— What to work on —
The data below should be restated word for word, with every picture omitted.

[Natural-language object grounding data]
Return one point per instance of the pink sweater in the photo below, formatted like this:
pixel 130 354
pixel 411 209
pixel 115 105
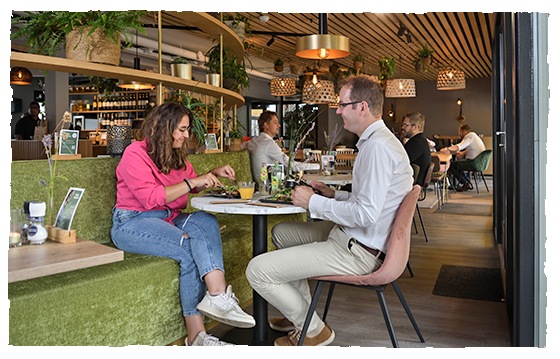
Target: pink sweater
pixel 140 184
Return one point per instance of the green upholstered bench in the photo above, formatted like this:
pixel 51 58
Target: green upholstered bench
pixel 132 301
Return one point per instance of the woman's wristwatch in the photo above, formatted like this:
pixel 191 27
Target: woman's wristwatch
pixel 188 184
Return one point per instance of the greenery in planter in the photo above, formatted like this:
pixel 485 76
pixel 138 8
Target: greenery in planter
pixel 199 110
pixel 233 69
pixel 386 68
pixel 180 60
pixel 240 18
pixel 46 32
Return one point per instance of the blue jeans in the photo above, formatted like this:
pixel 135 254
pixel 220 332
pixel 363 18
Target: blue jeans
pixel 193 241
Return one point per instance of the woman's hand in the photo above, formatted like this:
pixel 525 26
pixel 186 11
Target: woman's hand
pixel 224 171
pixel 205 181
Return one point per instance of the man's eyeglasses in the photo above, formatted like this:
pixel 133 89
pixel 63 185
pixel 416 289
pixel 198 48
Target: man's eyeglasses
pixel 342 105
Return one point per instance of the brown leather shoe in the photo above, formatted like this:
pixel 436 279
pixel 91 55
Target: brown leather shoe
pixel 281 325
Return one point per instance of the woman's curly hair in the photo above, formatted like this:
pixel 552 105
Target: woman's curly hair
pixel 158 129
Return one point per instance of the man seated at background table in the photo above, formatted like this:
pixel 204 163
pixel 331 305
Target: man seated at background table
pixel 417 146
pixel 471 145
pixel 352 238
pixel 263 149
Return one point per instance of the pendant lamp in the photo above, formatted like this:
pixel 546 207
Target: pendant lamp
pixel 283 86
pixel 451 79
pixel 18 76
pixel 135 85
pixel 323 46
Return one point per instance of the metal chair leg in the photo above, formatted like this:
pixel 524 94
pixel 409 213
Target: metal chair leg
pixel 422 222
pixel 310 312
pixel 407 310
pixel 483 179
pixel 389 324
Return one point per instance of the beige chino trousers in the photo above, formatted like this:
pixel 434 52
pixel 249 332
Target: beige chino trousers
pixel 304 250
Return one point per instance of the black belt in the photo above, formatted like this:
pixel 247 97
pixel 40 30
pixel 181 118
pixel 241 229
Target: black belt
pixel 371 250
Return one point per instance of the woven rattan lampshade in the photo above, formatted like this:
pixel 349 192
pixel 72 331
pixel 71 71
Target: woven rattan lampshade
pixel 321 92
pixel 451 79
pixel 400 88
pixel 283 86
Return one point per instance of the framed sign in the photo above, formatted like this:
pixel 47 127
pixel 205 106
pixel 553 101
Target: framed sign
pixel 68 144
pixel 211 142
pixel 68 208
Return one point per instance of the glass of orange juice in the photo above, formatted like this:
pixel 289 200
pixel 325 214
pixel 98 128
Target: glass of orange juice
pixel 246 189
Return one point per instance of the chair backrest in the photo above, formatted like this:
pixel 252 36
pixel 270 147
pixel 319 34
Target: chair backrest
pixel 481 161
pixel 428 177
pixel 398 248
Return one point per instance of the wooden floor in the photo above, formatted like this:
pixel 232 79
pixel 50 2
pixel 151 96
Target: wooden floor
pixel 452 327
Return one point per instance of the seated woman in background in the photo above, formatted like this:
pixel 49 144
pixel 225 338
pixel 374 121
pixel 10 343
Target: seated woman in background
pixel 154 179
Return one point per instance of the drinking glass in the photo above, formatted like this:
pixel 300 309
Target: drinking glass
pixel 12 227
pixel 246 190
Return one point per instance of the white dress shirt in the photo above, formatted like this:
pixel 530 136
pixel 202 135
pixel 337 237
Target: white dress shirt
pixel 263 149
pixel 473 144
pixel 381 178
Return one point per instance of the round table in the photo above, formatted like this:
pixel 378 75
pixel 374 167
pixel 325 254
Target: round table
pixel 260 236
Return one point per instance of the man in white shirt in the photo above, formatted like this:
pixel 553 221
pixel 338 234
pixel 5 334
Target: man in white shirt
pixel 352 238
pixel 264 149
pixel 471 145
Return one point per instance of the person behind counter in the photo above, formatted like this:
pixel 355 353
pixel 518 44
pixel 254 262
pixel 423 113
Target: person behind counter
pixel 154 179
pixel 25 127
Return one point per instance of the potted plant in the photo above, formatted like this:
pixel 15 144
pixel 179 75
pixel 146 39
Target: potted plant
pixel 418 65
pixel 199 110
pixel 180 67
pixel 425 53
pixel 359 61
pixel 386 69
pixel 240 24
pixel 93 37
pixel 279 65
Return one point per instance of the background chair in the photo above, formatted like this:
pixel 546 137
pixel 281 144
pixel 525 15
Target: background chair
pixel 396 258
pixel 439 179
pixel 422 197
pixel 477 165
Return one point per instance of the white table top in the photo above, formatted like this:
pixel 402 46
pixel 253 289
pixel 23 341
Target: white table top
pixel 203 203
pixel 339 180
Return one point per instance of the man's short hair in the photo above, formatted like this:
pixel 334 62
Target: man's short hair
pixel 416 118
pixel 465 127
pixel 365 88
pixel 266 117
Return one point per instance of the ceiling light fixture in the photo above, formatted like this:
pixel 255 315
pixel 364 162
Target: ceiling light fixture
pixel 271 41
pixel 135 85
pixel 451 79
pixel 323 45
pixel 18 76
pixel 283 86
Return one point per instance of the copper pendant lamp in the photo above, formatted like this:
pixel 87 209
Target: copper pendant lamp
pixel 18 76
pixel 323 46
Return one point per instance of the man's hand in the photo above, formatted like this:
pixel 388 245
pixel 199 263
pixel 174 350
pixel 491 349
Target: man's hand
pixel 301 196
pixel 322 189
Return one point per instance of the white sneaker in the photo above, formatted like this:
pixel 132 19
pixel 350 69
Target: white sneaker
pixel 208 346
pixel 224 308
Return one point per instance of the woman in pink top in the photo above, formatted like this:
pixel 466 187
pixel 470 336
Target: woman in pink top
pixel 154 179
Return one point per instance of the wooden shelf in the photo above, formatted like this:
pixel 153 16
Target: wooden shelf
pixel 86 68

— Result —
Return one point per instance of the pink sweater in the photo below, formatted like this:
pixel 130 354
pixel 411 209
pixel 115 105
Target: pink sweater
pixel 140 184
Return one point per instance of the green upholstered bench in the photo above, formatted like this:
pixel 51 58
Target: green upholstered bench
pixel 132 301
Return one point per instance of the woman's wristwatch in the photo above, formatted like this:
pixel 191 27
Target: woman's wristwatch
pixel 188 184
Return one point per instance of the greenery in planter in the photo above, formatted like this:
pixel 485 76
pixel 138 8
Target: greenery in planter
pixel 199 110
pixel 233 69
pixel 386 68
pixel 180 60
pixel 240 18
pixel 46 32
Return one point per instance of the blue jeans in the photo above, formatted like this:
pixel 135 254
pixel 220 332
pixel 363 18
Target: blue jeans
pixel 193 241
Return one point per instance of the woman's hand in the photo above, formatted like this:
pixel 525 26
pixel 186 11
Target: woman's hand
pixel 224 171
pixel 205 181
Return one point per instance of the man's eyeglasses in the photo above, formatted like this:
pixel 133 89
pixel 63 185
pixel 416 289
pixel 198 48
Target: man's eyeglasses
pixel 342 105
Return one point per instance of the brown leather shoe in the photo above, formatted like this:
pixel 436 279
pixel 91 55
Target: brown leather shoe
pixel 281 325
Return one point per instance of the woman's curly hair in the photo above, formatted like this:
pixel 552 105
Target: woman's curly hair
pixel 158 129
Return one point per instance of the man seated at background table in the photo above, formatted like this:
pixel 204 163
pixel 331 305
Target: man seated at background table
pixel 417 146
pixel 471 145
pixel 352 238
pixel 263 149
Return one point per instance of the pendant lamp in the photo above, formatted like this:
pixel 546 207
Target: pendant lamp
pixel 283 86
pixel 451 79
pixel 18 76
pixel 135 85
pixel 323 46
Return one point per instance of the metal chair leg in the photo above, formatted like this:
pixel 524 94
pixel 409 213
Target: metal chair leg
pixel 422 222
pixel 310 312
pixel 407 310
pixel 483 179
pixel 389 324
Return one point per instance of the beige chino trousers in the photo above, formatted like this:
pixel 434 52
pixel 249 332
Target: beige chino trousers
pixel 304 250
Return one point per instance of the black belt in the photo above, formatted like this:
pixel 247 97
pixel 40 30
pixel 181 118
pixel 241 229
Target: black belt
pixel 371 250
Return one point per instance of the woven rattan lampshade in the photo above, formatted like this:
pixel 349 192
pixel 72 331
pixel 71 71
Target: woven rattan lampshade
pixel 321 92
pixel 451 79
pixel 400 88
pixel 283 86
Return one point per instance of the framed sign in the photo above, formatted like this:
pixel 47 127
pixel 205 106
pixel 553 101
Target: framed sign
pixel 68 144
pixel 211 142
pixel 68 208
Return one point per instance of the glass of orange juice in the photo above, formatted like this:
pixel 289 200
pixel 325 214
pixel 98 128
Target: glass of orange juice
pixel 246 189
Return one point per instance of the chair backrest in the photo above, formatted like this:
pixel 252 36
pixel 270 147
pixel 319 34
Target: chair backrest
pixel 481 161
pixel 428 177
pixel 398 248
Return one point per instance of the wooden floor in the photo above, formatted like this:
pixel 232 79
pixel 50 2
pixel 151 96
Target: wooden floor
pixel 452 327
Return one point per instance of the seated woman in background in the photo above, formatted like this:
pixel 49 144
pixel 225 338
pixel 374 121
pixel 10 343
Target: seated woman in background
pixel 154 179
Return one point per instance of the drinking glass in the photo above, formatted like this:
pixel 300 309
Target: drinking glass
pixel 12 227
pixel 246 190
Return one point per instance of the white dress shirt in the photo above, formatted like this:
pixel 530 136
pixel 202 135
pixel 337 237
Target: white dress shirt
pixel 263 149
pixel 473 144
pixel 381 178
Return one point per instance of the round table in the photo above, formatted like this:
pixel 378 75
pixel 374 167
pixel 325 254
Target: round table
pixel 260 236
Return one point per instance of the man in white shirt in the photo above, formatted like this:
pixel 553 221
pixel 338 234
pixel 5 334
Target: man in white shirt
pixel 352 238
pixel 264 149
pixel 471 145
Return one point per instance of the person behind counter in the photo above, formatted like this:
pixel 355 353
pixel 518 44
pixel 254 262
pixel 423 113
Target: person behind counter
pixel 154 179
pixel 25 127
Return one point per instance of the potted plant in the photo above, formatted like this:
pixel 15 144
pixel 179 75
pixel 146 39
Target: potted plant
pixel 418 65
pixel 199 110
pixel 180 67
pixel 425 53
pixel 359 61
pixel 386 69
pixel 240 24
pixel 93 37
pixel 279 65
Return one point per instance of the background chair in the photo above, formatted like this:
pixel 546 137
pixel 281 144
pixel 525 15
Target: background chair
pixel 396 258
pixel 439 179
pixel 422 197
pixel 477 165
Return one point per instance of the white table top in the photo above, formatted like this:
pixel 402 46
pixel 253 289
pixel 23 341
Target: white table top
pixel 203 203
pixel 339 180
Return one point per instance of the man's short hair in the photo above, formatted like this:
pixel 334 62
Target: man's short hair
pixel 416 118
pixel 465 127
pixel 365 88
pixel 266 117
Return one point per instance of the ceiling light fixture in the photo above, formatted like this:
pixel 255 315
pixel 364 162
Target: ceiling light fixture
pixel 271 41
pixel 135 85
pixel 451 79
pixel 323 45
pixel 18 76
pixel 283 86
Return one point per instance of the copper pendant lamp in the photo above, formatted like this:
pixel 87 209
Target: copper pendant lamp
pixel 18 76
pixel 323 46
Return one point per instance of the man's hand in the photo above, formatted like this:
pixel 388 245
pixel 199 263
pixel 174 350
pixel 491 349
Target: man's hand
pixel 301 196
pixel 322 189
Return one point per instance of the white sneaker in the photo above, formatted like this:
pixel 132 19
pixel 350 69
Target: white sneaker
pixel 208 346
pixel 224 308
Return one point per instance of the woman in pink top in the photo above, formatted like this:
pixel 466 187
pixel 470 336
Target: woman in pink top
pixel 154 179
Return one point per instance of the wooden shelf in the photo above, formatted like this:
pixel 153 16
Target: wooden shelf
pixel 86 68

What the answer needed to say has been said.